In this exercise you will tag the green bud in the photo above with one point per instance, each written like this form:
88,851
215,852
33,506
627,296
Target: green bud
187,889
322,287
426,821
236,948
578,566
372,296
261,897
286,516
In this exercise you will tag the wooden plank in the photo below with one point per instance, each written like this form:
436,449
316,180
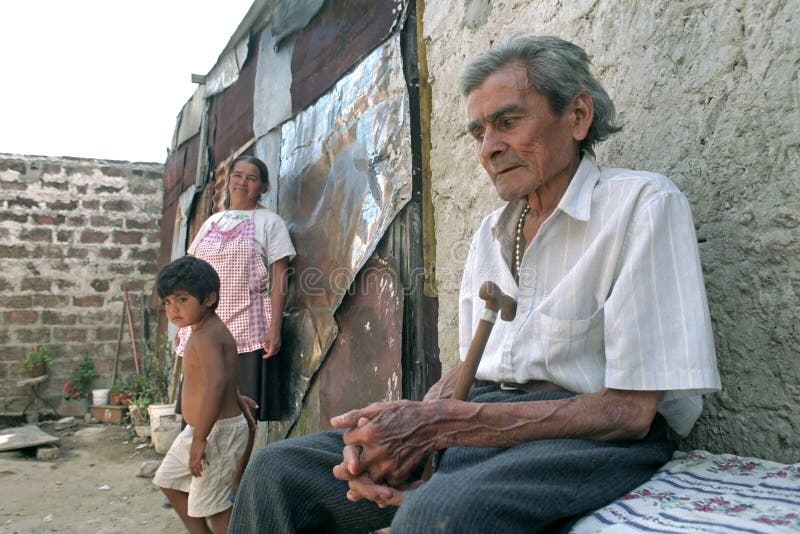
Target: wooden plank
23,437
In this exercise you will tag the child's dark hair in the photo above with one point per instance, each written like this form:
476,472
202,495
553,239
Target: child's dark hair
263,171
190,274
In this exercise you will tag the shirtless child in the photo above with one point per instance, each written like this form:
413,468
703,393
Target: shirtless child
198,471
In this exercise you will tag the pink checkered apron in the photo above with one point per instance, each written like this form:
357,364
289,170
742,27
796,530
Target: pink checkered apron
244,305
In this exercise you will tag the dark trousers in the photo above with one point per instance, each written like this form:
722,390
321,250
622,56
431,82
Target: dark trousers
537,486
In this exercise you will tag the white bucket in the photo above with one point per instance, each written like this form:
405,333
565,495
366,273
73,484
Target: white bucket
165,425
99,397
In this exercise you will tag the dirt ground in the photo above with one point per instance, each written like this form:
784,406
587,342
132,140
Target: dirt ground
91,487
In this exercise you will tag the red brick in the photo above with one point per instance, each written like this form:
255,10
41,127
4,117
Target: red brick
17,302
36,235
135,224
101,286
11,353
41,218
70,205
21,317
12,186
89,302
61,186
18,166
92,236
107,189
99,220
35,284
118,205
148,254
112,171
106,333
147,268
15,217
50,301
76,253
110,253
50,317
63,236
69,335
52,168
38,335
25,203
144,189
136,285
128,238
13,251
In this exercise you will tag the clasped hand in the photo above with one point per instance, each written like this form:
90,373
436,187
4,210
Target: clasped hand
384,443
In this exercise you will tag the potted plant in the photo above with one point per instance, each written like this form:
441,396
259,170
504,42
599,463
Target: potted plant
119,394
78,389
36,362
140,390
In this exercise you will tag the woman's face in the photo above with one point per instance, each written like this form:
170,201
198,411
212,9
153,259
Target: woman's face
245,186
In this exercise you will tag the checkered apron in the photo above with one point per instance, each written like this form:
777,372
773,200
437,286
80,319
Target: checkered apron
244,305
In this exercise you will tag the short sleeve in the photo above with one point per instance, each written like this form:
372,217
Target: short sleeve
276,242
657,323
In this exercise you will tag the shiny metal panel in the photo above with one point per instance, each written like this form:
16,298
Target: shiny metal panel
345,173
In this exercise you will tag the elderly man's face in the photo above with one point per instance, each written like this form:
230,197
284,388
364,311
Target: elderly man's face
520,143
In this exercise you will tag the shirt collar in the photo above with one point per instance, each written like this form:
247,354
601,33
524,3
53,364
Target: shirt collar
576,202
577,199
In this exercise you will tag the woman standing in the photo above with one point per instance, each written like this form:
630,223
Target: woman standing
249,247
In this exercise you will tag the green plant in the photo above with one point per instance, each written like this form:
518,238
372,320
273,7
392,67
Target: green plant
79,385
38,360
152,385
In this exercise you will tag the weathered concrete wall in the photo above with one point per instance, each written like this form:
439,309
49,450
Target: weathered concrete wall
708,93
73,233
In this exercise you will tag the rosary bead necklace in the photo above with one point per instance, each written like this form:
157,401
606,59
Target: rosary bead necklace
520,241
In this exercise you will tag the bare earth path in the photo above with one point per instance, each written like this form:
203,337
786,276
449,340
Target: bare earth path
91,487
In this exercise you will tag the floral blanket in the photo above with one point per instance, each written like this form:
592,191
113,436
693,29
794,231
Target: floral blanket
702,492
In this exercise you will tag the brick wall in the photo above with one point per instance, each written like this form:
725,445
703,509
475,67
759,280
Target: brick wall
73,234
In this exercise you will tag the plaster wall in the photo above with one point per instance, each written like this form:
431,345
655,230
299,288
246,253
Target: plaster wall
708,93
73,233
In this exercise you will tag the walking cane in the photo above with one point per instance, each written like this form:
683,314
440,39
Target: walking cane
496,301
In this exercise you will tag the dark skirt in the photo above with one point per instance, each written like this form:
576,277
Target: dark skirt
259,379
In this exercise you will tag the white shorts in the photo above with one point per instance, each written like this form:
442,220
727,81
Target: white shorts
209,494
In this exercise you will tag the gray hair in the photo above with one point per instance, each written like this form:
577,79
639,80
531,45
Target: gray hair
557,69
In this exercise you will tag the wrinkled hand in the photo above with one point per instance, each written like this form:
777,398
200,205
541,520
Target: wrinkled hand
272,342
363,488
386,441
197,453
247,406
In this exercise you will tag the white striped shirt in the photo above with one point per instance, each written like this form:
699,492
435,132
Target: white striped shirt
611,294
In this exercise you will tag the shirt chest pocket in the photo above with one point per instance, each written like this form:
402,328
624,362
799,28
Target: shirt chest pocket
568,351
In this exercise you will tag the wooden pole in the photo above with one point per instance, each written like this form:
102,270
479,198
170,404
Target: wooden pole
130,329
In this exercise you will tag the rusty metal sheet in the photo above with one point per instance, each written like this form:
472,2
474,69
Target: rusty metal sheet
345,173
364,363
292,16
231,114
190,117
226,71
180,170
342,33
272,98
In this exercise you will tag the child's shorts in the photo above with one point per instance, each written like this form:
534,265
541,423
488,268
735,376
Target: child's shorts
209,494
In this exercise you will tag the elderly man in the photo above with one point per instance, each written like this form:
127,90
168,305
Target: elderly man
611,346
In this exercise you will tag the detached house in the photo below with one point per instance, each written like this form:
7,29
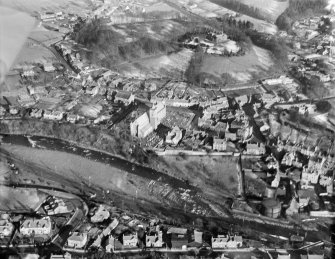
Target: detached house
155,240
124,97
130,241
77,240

→ **WHAT IS REQUIRED**
The answer consists of the lines above that include the word "below", each copied exactly.

→ **TASK OUTPUT**
In this exercise you will tag the wooden plank in the photo below with one point per instance, each written like this form:
In this exercise you will tag the detached house in the photo below with one point per instance, each written like this form:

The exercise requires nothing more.